• _PROVIDED PASSAGE_
****
Since 1985, surface water temperatures measured by lake buoys have climbed 1.2 degrees per decade, about 15 percent faster than the air above the lake and twice as fast as warming over nearby land.

"The lake's thermal budget is very sensitive to the amount of ice cover over the winter," said Ankur Desai, atmospheric and oceanic sciences professor at the University of Wisconsin-Madison.

"There is less ice on Lake Superior during the winter, and consequently the water absorbs more heat," he added.

A wide temperature differential between water and air makes for a more stable atmosphere with calmer winds over the relatively cold water.

However, as warming water closes the gap, as in Lake Superior's case, the atmosphere gets more turbulent.

"You get more powerful winds," Desai said. "We've seen a 5 percent increase per decade in average wind speed since 1985," he added.
****
• _DATA ENTRIES_
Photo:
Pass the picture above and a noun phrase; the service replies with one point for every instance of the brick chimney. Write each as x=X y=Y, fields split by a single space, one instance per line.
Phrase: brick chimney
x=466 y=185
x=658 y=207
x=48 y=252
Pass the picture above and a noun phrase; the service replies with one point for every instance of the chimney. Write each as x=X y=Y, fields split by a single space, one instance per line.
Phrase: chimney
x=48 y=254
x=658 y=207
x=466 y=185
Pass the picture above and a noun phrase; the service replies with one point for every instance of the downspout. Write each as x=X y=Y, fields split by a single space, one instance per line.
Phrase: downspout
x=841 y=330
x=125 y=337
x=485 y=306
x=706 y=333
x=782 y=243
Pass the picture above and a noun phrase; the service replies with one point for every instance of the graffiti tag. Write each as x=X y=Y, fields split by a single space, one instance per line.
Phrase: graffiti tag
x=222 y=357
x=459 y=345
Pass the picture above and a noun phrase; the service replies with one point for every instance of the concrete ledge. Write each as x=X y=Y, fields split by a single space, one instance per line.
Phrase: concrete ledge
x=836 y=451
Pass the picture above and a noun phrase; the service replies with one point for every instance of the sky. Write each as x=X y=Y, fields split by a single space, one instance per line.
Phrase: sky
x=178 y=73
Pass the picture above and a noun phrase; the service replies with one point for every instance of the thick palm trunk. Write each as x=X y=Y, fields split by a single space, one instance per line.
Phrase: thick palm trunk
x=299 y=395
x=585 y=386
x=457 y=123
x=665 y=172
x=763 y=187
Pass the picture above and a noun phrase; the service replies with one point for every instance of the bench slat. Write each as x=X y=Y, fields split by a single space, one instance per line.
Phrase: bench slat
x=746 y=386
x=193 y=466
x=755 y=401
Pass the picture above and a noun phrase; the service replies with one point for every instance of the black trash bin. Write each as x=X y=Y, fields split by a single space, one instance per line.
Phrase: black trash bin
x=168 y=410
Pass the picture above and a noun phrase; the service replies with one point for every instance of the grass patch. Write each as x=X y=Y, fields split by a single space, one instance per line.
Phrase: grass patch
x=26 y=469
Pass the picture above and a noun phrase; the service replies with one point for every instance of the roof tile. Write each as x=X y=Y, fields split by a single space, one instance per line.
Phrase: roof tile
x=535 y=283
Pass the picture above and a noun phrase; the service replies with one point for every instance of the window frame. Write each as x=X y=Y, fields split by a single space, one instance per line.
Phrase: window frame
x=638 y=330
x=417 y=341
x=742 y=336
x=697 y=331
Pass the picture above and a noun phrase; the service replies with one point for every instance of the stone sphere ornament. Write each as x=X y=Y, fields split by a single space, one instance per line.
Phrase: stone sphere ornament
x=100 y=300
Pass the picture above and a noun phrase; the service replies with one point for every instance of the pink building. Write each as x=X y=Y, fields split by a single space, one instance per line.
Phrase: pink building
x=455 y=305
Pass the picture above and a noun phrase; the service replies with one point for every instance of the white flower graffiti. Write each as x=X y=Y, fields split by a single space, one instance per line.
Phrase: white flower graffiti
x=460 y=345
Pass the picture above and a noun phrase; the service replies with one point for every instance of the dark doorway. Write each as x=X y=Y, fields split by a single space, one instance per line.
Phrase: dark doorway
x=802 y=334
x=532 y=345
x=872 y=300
****
• _SET EXERCISE_
Answer these questions using the Lake Superior passage above.
(a) By how much per decade have surface water temperatures measured by lake buoys risen since 1985?
(b) According to Desai, what does the water do when there is less ice on Lake Superior during the winter?
(c) By what percentage per decade has average wind speed increased since 1985?

• _FULL OUTPUT_
(a) 1.2 degrees per decade.
(b) It absorbs more heat.
(c) 5 percent per decade.